- **ÉNONCÉ**
Reproduisez sans rien modifier le passage de l'article sur la villa Carmen qui débute aux mots « Matt B en plein » et se termine après « Totoro, ce héros ! ».

- **ARTICLE**
Par Jérôme Bois • Publié le 25/01/21

Le lieu d’accueil et d’hébergement d’urgence dit villa Carmen, sis boulevard des Côtes à Aix-les-Bains, voit son activité tourner à plein régime et ce n’est jamais une bonne nouvelle. Surtout quand, exceptionnellement, l’établissement géré par la Sasson doit aussi ouvrir aussi le jour, crise sanitaire oblige. Inaugurée fin 2017, cette maison abrite aujourd’hui 22 résidents, en état de précarité, souffrant de troubles psychologiques, psychiques, autonomes et c’est peu dire que la période est trouble. Seulement, leur quotidien peut être rythmé d’activités participatives ludiques. Ce que proposent la Sasson et le relais des Deux-Sources a pour intention de mettre de la couleur dans ce bâtiment et « de la vie dans la vie » des résidents. Ils ont fait appel, pour cela, à deux artistes de la région aixoise, Matt B et James 2 Aix.

Matt B en plein travail (@Pierre-François Youssouf)
Le lieu de vie de la villa Carmen, plus salon que « réfectoire », comme indiqué sur l’étiquette de la porte, réclamait, trois ans après son inauguration, un ravalement de façade, ce que ses résidents se sont attelés à faire. Car parmi eux, certains ont de l’or dans les mains et savent donner de leur temps pour améliorer le quotidien du lieu. Résidence d’accueil d’urgence gérée par la Sasson, la villa se veut un endroit chaleureux où sont accueillies des personnes en situation de précarité, des saisonniers sans toit, des gens qui ont connu (ou connaissent) la rue. Le soir, la villa est leur abri, foyer où le lien social se reconstitue, avec l’aide d’une équipe éducative aux petits soins. 

Totoro, ce héros !

Parfois, comme à l’occasion de la réfection de certaines pièces de la maison, une idée artistique germe, un projet collectif destiné à impliquer le plus grand nombre autour d’une réalisation dont tout le monde bénéficierait. « On se demandait quoi faire d’un mur, nu, situé dans la salle de vie » , se souviennent Karoline Janzac, coordinatrice et animatrice du relais des Deux-Sources, et Karen Veyrat, conseillère en économie sociale et familiale. « Nous en avions discuté avec les résidents » , l’idée de la fresque a alors jailli. La salle avait en effet été repeinte, les plinthes refaites, ne restait plus qu’un mur, nu, en béton brut, dont la destination pouvait se parer de couleurs plus explosives en plus de devenir un symbole. Ainsi, James 2 Aix, artiste aixois a été contacté, lui même faisant appel à Matt B, installé à Saint-Ours. Ensemble, les voici appelés à réaliser une œuvre, de façon totalement bénévole, à laquelle pourront participer certains résidents, au gré de leurs envies ou compétences. Totoro, corpulent héros du film d’animation éponyme d’Hayao Miyazaki, sera le personnage central de cette fresque, avec, autour, une explosion de couleurs, qui symbolisera le nouveau départ dans la vie, la diversité des cultures et des identités qui coexistent au sein de la demeure. Les deux artistes se partageront donc la tâche. « C’est James 2 Aix, que je connaissais, qui m’a sollicité. Nous n’avions jamais travaillé ensemble jusqu’ici » , détaille Matt B, « j’étais plutôt pour, j’avais envie de donner un peu de moi ». Peintre en décoration, James Amé, alias James 2 Aix, s’est très vite emparé du projet proposé par Karoline, qu’il connaissait. Ses œuvres « imitation béton brut » , tantôt trompe-l’œil, tantôt personnages ou décors peints, se fondront avec l’univers plus chamarré de Matt B. « Ses décors se mêleront aux miens, c’est une expérience qu’on avait tous les deux envie de partager ». Le choix de Totoro a été naturel, pour James. « On avait réfléchi à un personnage bienveillant, qui a envie d’aider. Totoro était un beau symbole ».

[Données d'expressions référentielles sur photos]
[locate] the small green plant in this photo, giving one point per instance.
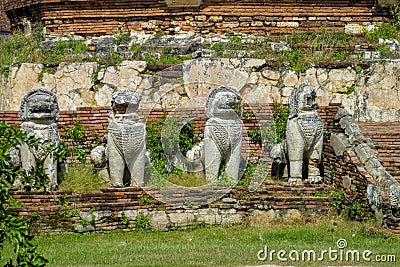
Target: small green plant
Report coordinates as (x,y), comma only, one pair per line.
(74,212)
(318,193)
(255,133)
(353,211)
(295,58)
(382,31)
(142,221)
(5,72)
(382,48)
(331,171)
(112,59)
(84,222)
(350,90)
(248,115)
(168,134)
(95,77)
(338,199)
(122,37)
(80,153)
(145,199)
(281,115)
(235,38)
(14,230)
(75,132)
(218,47)
(36,214)
(125,219)
(357,68)
(81,178)
(341,56)
(42,72)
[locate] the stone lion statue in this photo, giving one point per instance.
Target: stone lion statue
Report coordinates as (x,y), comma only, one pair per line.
(39,112)
(126,140)
(304,135)
(223,133)
(302,148)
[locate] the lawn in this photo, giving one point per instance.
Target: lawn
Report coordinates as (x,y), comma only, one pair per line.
(222,246)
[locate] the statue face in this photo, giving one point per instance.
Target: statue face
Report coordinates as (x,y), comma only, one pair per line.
(125,101)
(307,99)
(41,106)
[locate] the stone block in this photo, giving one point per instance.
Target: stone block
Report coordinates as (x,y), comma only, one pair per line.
(261,218)
(339,143)
(230,219)
(364,153)
(159,221)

- **ZONE DE RÉPONSE**
Matt B en plein travail (@Pierre-François Youssouf)
Le lieu de vie de la villa Carmen, plus salon que « réfectoire », comme indiqué sur l’étiquette de la porte, réclamait, trois ans après son inauguration, un ravalement de façade, ce que ses résidents se sont attelés à faire. Car parmi eux, certains ont de l’or dans les mains et savent donner de leur temps pour améliorer le quotidien du lieu. Résidence d’accueil d’urgence gérée par la Sasson, la villa se veut un endroit chaleureux où sont accueillies des personnes en situation de précarité, des saisonniers sans toit, des gens qui ont connu (ou connaissent) la rue. Le soir, la villa est leur abri, foyer où le lien social se reconstitue, avec l’aide d’une équipe éducative aux petits soins. 

Totoro, ce héros !